■ REQUIRED ACTION
Each line of the material below should be reproduced exactly.
++++ EXERCISE DATA
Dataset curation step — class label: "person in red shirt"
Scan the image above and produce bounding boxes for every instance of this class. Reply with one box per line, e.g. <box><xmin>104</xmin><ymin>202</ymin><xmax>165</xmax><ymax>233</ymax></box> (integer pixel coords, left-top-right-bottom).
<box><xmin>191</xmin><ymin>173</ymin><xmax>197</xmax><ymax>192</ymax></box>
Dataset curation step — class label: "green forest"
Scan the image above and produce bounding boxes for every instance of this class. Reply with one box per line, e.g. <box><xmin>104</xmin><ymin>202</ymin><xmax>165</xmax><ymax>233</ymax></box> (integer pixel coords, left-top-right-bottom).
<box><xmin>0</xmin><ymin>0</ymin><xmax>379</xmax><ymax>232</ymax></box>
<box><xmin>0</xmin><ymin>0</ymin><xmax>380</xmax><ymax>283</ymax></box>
++++++++
■ YOUR SOLUTION
Dataset curation step — class label: "person in red shirt"
Scan the image above and produce bounding boxes for every instance of this class. Reply with one box per line, e.g. <box><xmin>104</xmin><ymin>202</ymin><xmax>165</xmax><ymax>233</ymax></box> (integer pixel coords, left-top-right-bottom).
<box><xmin>191</xmin><ymin>173</ymin><xmax>197</xmax><ymax>192</ymax></box>
Dataset curation step — class label: "green forest"
Scan the image above and produce bounding boxes for every instance of this class. Reply with one box per line, e.g. <box><xmin>104</xmin><ymin>202</ymin><xmax>165</xmax><ymax>233</ymax></box> (integer pixel coords, left-top-right-bottom).
<box><xmin>0</xmin><ymin>0</ymin><xmax>379</xmax><ymax>232</ymax></box>
<box><xmin>0</xmin><ymin>0</ymin><xmax>380</xmax><ymax>283</ymax></box>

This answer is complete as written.